Task A:
In the forum thread on LGBTQ phrasing, which word does the person asking feel hesitant to use when describing friends to others?

Best practices for LGBTQ phrasing?
July 20, 2018 8:18 AM   Subscribe

I'm cishet, but associate with a big loveable group of fluid and multidimensional LGBTQ friends. I feel good about most inclusive speech things, like using non-gendered language and proper pronouns and such, but am starting to feel weird about the word lesbian. Is it appropriate for me to use?

I think it's low on the inclusivity sin list, and my friends say it's fine, but for whatever reason I'm hesitant to call my friends lesbian when talking about them with others. Am I being overly cautious?

I think my broader hang up is that I don't want to label my friend's sexuality so rigidly, even if they are rigid for all intents and purposes (self-identified lesbian, married to another woman.) It may be different if I was LGBTQ myself, but feel a bit crass saying it as a straight dude. It's similar to how I personally don't say bitch and dislike when men say it, but have no problem with women saying it.

What say you folks?
posted by matrixclown to Writing & Language (33 answers total) 1 user marked this as a favorite
 
I think my broader hang up is that I don't want to label my friend's sexuality so rigidly

If this matters to you, why not ask your friend if she has a problem with the label?
posted by saeculorum at 8:21 AM on July 20, 2018 [2 favorites]


Is it necessary to identify their sexuality when talking with others? Can you just say 'my friend'? Or 'my friend and their wife'?
posted by QuakerMel at 8:30 AM on July 20, 2018 [5 favorites]


I have heard it said that a lot of straight people feel uneasy with the word "lesbian" because there are so many unconscious cues in our culture that it is dirty/pornographic or unacceptably anti-men - that this feeling derives not from a concern about rigidity but from homophobic and misogynist socialization. Straight people treat it as if it's a slur because misogynistic homophobia means that some straight people use it like one.

If your friend actually identifies themselves as a lesbian, you should feel confident in describing them as a lesbian to other people, and if you feel uncomfortable with the word, maybe do some free-associating and brainstorming to see what social cues are giving you that discomfort?
posted by Frowner at 8:31 AM on July 20, 2018 [50 favorites]


How often is it relevant to be specific about your friend's sexuality with others anyway? I can't think of a time I've ever had to specifically explain to someone that a friend is a lesbian. I have mentioned girlfriends and wives when it's relevant to the conversation; when it's not, it doesn't need to come up...?

but to answer the question, if you find you need to, it's fine and good to describe people with the label they self-identify as. Lesbian is not a perjorative.
posted by corvine at 8:32 AM on July 20, 2018 [6 favorites]


I mean, I assume that you're talking about things like, "My friend, who herself is a lesbian, has told me that her experience of [thing related to sexuality] is [thing that it is relevant and appropriate to share]", rather than "and I'm going surfing with my friend - a lesbian, by the way!"

Dataset rows:
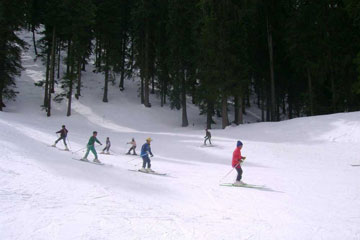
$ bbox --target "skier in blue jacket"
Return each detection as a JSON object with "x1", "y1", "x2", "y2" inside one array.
[{"x1": 139, "y1": 138, "x2": 154, "y2": 172}]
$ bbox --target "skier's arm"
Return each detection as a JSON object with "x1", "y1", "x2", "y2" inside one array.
[
  {"x1": 95, "y1": 138, "x2": 102, "y2": 145},
  {"x1": 148, "y1": 146, "x2": 154, "y2": 157}
]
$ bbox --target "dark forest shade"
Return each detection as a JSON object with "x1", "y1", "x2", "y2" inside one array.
[{"x1": 0, "y1": 0, "x2": 360, "y2": 128}]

Task B:
Collect every line of the records that contains the string "skier", with case counting.

Worked answer A:
lesbian

Worked answer B:
$ bbox --target "skier in blue jacket"
$ bbox --target "skier's arm"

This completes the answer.